Extrait à lire:
+---+

On peut même se demander s'il ne s'agit pas d'une commande de Bercy plutôt que d'une stratégie de la Rue Descartes.

Et ce, sans prendre en compte l’augmentation du nombre de candidats, alors que la France table sur une croissance de 340.000 à 500.000 étudiants en huit ans.

Il y a donc un réel enjeu budgétaire. Et on peut même se demander s'il ne s'agit pas d'une commande de Bercy plutôt que d'une stratégie de la Rue Descartes.

Pourtant, les premières statistiques révèlent déjà une baisse importante du nombre de candidatures extra-communautaires en France.

On a beaucoup pointé la diminution du nombre de candidatures, mais il y a aussi des augmentations, variables selon les nationalités. Le ministère a ainsi enregistré une hausse record de 33 % d’inscriptions d’étudiants venus de Chine, même si, effectivement, le nombre de candidatures est plus faible pour d’autres pays, comme le Brésil, dont les demandes ont chuté de 50 %.

Les frais différenciés font bouger les lignes. Attendons encore quelques semaines avant de tirer des conclusions. En Suède et au Danemark, où les mêmes mesures ont été prises, il y a d’abord eu une baisse assez importante du nombre de candidatures au moment des annonces, puis un effet de rattrapage progressif dès la deuxième année.

Pourquoi, selon vous, ce plan suscite-t-il alors de tant de crispations ?

Ce n’est pas tant un problème de fond que de forme. Sur le fond, les responsables de la CPU (Conférence des présidents d’université) eux-mêmes ne sont pas réfractaires à cette mesure. En revanche, toutes les structures que nous avons rencontrées s’accordent sur la brutalité avec laquelle elles ont reçu l’annonce ministérielle du plan "Bienvenue en France" par le Premier ministre, Édouard Philippe, le 19 novembre 2018.

Absence de concertation en amont de l’annonce, communication défaillante en aval, opacité autour de l’utilisation des fonds, manque de visibilité sur les bourses et les exonérations… Comme l’ensemble des membres de la commission, je regrette la méthode retenue par le gouvernement pour préparer et annoncer cette réforme.

+---+

Extrait de données:
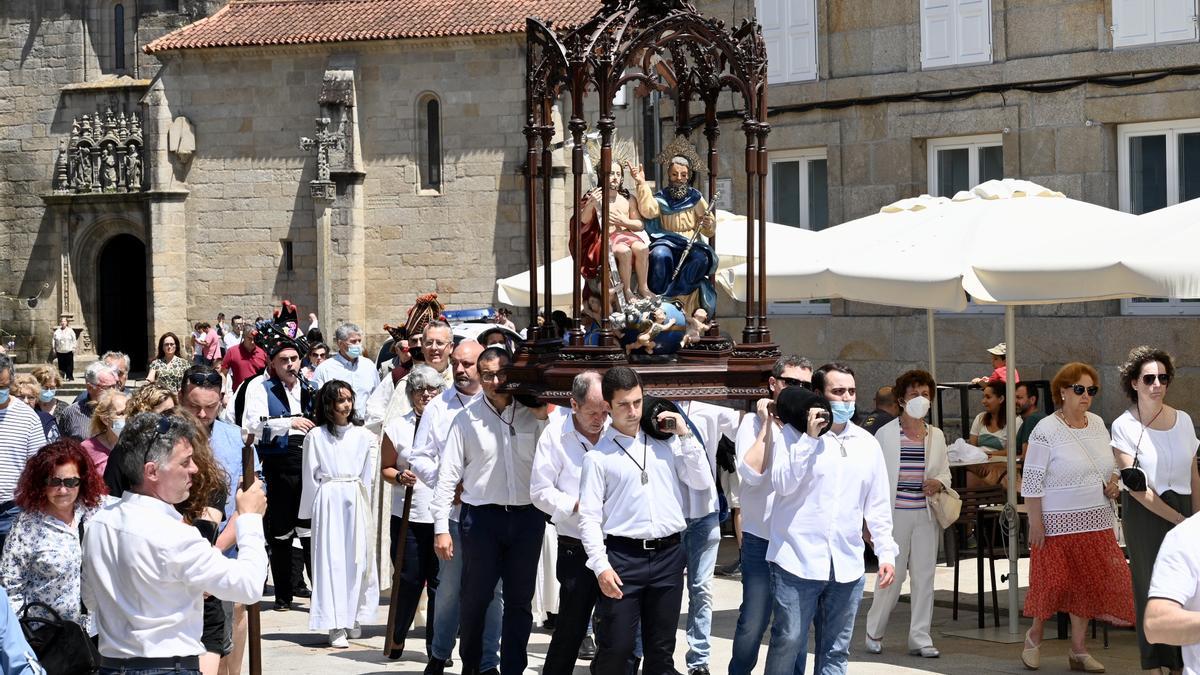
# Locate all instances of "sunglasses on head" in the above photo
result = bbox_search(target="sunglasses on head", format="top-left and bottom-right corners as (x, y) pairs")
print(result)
(779, 377), (812, 392)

+---+

Votre objectif:
Pouvez-vous reprendre mot pour mot le passage de l'extrait sur les frais des étudiants étrangers, en commençant par "Et ce, sans" et en continuant jusqu'à "chuté de 50 %." ? La liste n'a aucun lien avec l'extrait.

Résultat obtenu:
Et ce, sans prendre en compte l’augmentation du nombre de candidats, alors que la France table sur une croissance de 340.000 à 500.000 étudiants en huit ans.

Il y a donc un réel enjeu budgétaire. Et on peut même se demander s'il ne s'agit pas d'une commande de Bercy plutôt que d'une stratégie de la Rue Descartes.

Pourtant, les premières statistiques révèlent déjà une baisse importante du nombre de candidatures extra-communautaires en France.

On a beaucoup pointé la diminution du nombre de candidatures, mais il y a aussi des augmentations, variables selon les nationalités. Le ministère a ainsi enregistré une hausse record de 33 % d’inscriptions d’étudiants venus de Chine, même si, effectivement, le nombre de candidatures est plus faible pour d’autres pays, comme le Brésil, dont les demandes ont chuté de 50 %.